==== Page excerpt

The truth is, though, that I have a handful of poems that were published in either small, unknown journals or just plain weird journals that now I kind of regret. I should have done more research at the time. I recently responded to a submission call I saw on Twitter. I very briefly surveyed the website before submitting. The journal accepted two of my poems, but publication date was supposed to be December 22 and I haven’t heard anything. There have also been a couple of other red flags, so I have emailed to withdraw my poems. My fault. I should have explored the website more thoroughly and thought a little bit more before submitting.

2. Submitting the Right Piece to the Wrong Journal

This is related to number 1. And it’s a mistake that yes, I have made. If you spend time researching a journal, you need to consider if your writing fits that journal’s style and audience. In my case this was more of an online Christian site that looks at pop culture from a spiritual lens, not a true literary magazine. I had written a piece about a documentary called God Loves Uganda. They were interested in the essay and I worked with an editor on it for a couple of weeks. But in the end, they decided not to run the piece. There were some changes that they wanted me to make that I was uncomfortable with. They weren’t critiquing my writing ability; they were thinking about their audience. But the truth is, I should have been thinking about their audience, too. My essay was not bad, but I pitched it to the wrong place. Lesson learned.

3. Not Being Wary When Submitting to a Fledgling Journal

So a friend of mine posted a link to a brand new online literary journal that looked beautiful. The first issue was a great mix of personal essays, poetry, photography, pencil drawings, and even an interview with an organic gardener. The writing and presentation were both great. I looked up the theme for the second issue and wrote an essay just for that theme. When I submitted, I received an email saying that my essay would be “a lovely addition to the _________ Issue.” I thought that meant it was accepted. They did ask for some small revisions, which I made.

========
==== Dataset excerpts

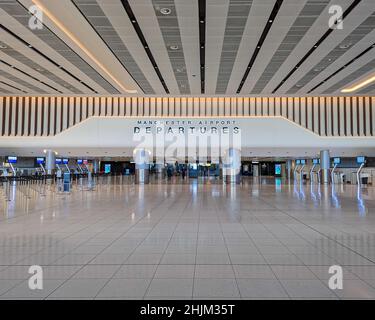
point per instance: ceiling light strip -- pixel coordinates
(359, 85)
(81, 46)
(202, 41)
(266, 29)
(142, 39)
(316, 45)
(14, 87)
(342, 68)
(44, 56)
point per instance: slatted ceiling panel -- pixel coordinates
(42, 116)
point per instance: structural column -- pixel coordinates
(142, 166)
(50, 161)
(232, 166)
(325, 164)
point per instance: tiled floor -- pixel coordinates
(262, 239)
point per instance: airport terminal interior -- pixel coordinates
(187, 149)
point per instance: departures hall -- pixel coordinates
(187, 149)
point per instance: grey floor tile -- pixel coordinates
(215, 288)
(307, 289)
(170, 288)
(125, 288)
(79, 288)
(261, 288)
(175, 271)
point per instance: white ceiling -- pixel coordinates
(110, 56)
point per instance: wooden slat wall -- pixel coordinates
(325, 116)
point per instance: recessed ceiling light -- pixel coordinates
(165, 11)
(345, 45)
(359, 85)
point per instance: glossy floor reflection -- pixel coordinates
(198, 239)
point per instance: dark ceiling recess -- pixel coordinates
(202, 40)
(14, 87)
(342, 68)
(45, 57)
(316, 45)
(141, 37)
(266, 29)
(30, 76)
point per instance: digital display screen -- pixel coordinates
(194, 166)
(361, 160)
(107, 168)
(12, 159)
(277, 169)
(336, 160)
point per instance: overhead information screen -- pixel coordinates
(361, 160)
(12, 159)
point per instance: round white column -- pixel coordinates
(142, 166)
(232, 166)
(325, 164)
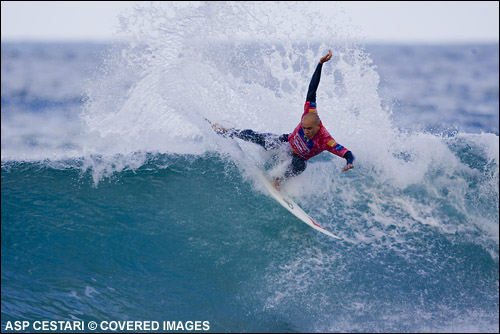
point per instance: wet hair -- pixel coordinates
(312, 116)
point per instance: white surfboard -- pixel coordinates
(291, 206)
(282, 198)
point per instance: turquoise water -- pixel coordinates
(119, 203)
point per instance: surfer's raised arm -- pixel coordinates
(313, 85)
(308, 139)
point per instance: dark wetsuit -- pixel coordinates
(301, 148)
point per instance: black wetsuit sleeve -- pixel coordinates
(349, 157)
(313, 85)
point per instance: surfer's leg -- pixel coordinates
(266, 140)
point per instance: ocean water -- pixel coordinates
(119, 203)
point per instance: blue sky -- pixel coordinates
(416, 21)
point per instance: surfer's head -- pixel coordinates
(310, 125)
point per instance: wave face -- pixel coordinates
(119, 202)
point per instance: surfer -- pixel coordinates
(307, 140)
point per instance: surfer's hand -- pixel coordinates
(347, 167)
(277, 183)
(326, 58)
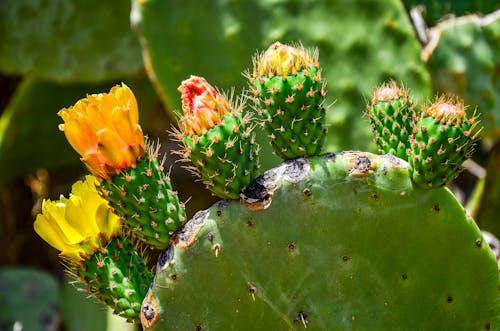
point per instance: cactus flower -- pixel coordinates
(202, 106)
(104, 130)
(79, 225)
(283, 60)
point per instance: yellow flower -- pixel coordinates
(79, 225)
(104, 129)
(282, 60)
(202, 105)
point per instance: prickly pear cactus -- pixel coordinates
(392, 119)
(334, 242)
(463, 57)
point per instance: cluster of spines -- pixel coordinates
(115, 275)
(145, 200)
(392, 119)
(288, 98)
(444, 138)
(226, 157)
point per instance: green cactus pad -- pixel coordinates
(292, 109)
(68, 41)
(443, 140)
(334, 242)
(392, 119)
(143, 197)
(226, 158)
(117, 276)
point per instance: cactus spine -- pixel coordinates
(289, 94)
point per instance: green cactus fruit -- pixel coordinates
(392, 119)
(333, 242)
(115, 275)
(289, 94)
(218, 139)
(444, 138)
(143, 197)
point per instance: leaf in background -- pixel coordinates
(68, 41)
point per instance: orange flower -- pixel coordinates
(104, 130)
(202, 105)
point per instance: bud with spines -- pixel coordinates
(444, 138)
(289, 94)
(392, 119)
(218, 139)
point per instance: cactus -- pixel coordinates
(25, 287)
(334, 241)
(217, 138)
(392, 119)
(444, 138)
(104, 130)
(298, 253)
(214, 38)
(98, 44)
(97, 253)
(463, 56)
(288, 88)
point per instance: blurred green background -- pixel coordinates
(54, 52)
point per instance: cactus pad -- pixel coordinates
(334, 242)
(117, 276)
(226, 157)
(143, 197)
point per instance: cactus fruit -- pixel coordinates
(97, 253)
(289, 94)
(104, 130)
(218, 139)
(392, 119)
(311, 258)
(444, 137)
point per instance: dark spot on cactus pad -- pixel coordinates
(164, 259)
(296, 170)
(149, 311)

========

■ **Brief 1**
In the excerpt on mistakes writers make when submitting to journals, what documentary was the essay for the Christian site about?
■ **Brief 2**
Continue the essay on mistakes writers make when submitting to journals, picking up right after its final sentence.

■ **Output 1**
A documentary called God Loves Uganda.

■ **Output 2**
But after a few weeks of not hearing anything, I got an email saying that the direction of the issue had taken a turn and they would not be using my essay. (In other words, better submissions had come in. It’s a hard fact for a writer to face, but face it I must.) I replied with an honest but courteous email telling them that I felt like it was not professional to accept and then un-accept a piece. They responded kindly and apologetically, and they did admit that as a start-up journal they need to be more clear as to whether or not a piece is accepted.

So, while I was disappointed, the truth is that this is a risk you take when submitting to a fledgling journal. New journals are still working out kinks, and there will be fits and starts. Mistakes will be made. I am not suggesting NOT to submit to new journals, but just be aware that glitches may happen. For the record, I still think it’s a lovely journal, and I actually posted a version of that essay here on the blog, but I won’t tell you which one. 🙂

4. Insulting the Editor

Yes, I humbly admit that I have insulted an editor before. It was more of an online culture/lifestyle magazine than a lit mag, but from the very first email, I could tell that the editor didn’t really know what he was doing. He took five paragraphs to say, “Your piece has potential; please look at my revision suggestions.” That said, he was the editor and I was not. I made the changes that I thought helped my piece and ignored the suggestions that didn’t. He wasn’t happy when he saw that I hadn’t made all the revisions he wanted. Heated emails were exchanged. I withdrew the essay. And yes, I did send him an apology email. It was really hard to swallow my ego on that one. I am still not sure how to balance your writer’s gut with an editor’s suggestions. But I do think that it’s pretty bad form to be mean to an editor. Again, lesson learned.


What lessons have you learned as a writer? What mistakes have you made and how have you dealt with them?